> [Extracted entries]
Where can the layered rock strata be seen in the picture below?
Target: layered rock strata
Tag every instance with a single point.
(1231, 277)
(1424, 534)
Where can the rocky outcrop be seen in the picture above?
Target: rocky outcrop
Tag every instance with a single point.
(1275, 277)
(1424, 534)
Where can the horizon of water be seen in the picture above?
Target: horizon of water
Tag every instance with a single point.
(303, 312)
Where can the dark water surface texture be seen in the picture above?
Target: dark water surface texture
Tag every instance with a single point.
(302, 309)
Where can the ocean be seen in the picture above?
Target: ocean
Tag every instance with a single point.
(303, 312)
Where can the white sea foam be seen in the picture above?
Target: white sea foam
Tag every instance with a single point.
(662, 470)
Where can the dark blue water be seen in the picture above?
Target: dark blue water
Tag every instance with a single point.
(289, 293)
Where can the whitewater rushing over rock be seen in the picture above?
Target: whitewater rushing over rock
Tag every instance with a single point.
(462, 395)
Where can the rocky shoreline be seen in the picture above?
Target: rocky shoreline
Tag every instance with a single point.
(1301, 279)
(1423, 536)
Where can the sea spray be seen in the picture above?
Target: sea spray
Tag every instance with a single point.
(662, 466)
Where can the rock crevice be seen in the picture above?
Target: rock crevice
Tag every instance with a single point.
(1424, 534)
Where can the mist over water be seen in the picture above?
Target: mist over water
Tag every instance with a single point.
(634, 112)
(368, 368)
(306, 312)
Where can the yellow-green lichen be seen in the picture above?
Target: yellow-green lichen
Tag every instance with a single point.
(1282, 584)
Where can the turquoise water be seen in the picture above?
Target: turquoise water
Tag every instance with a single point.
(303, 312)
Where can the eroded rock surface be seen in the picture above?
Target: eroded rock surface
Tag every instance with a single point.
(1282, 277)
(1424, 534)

> [Your task] Of the entries above, transcribe exactly those lines that fall between the line containing "Target: dark blue water" and the line containing "Target: rock crevice", together with those two lines.

> [Written solution]
Target: dark blue water
Tag every instance with a single point.
(289, 293)
Where can the whitewater rushing over rock be seen in the picture above?
Target: whitewater rushing over rock
Tag every instance with a single point.
(462, 395)
Where can the rocky shoreline be seen in the picture above?
Target: rocky shoreline
Tag every instance with a single point.
(1301, 279)
(1423, 536)
Where can the sea spray be seen in the picture above?
Target: sea spray
Tag every instance with a single point.
(662, 466)
Where can the rock crevice be seen in the picture above?
Target: rock crevice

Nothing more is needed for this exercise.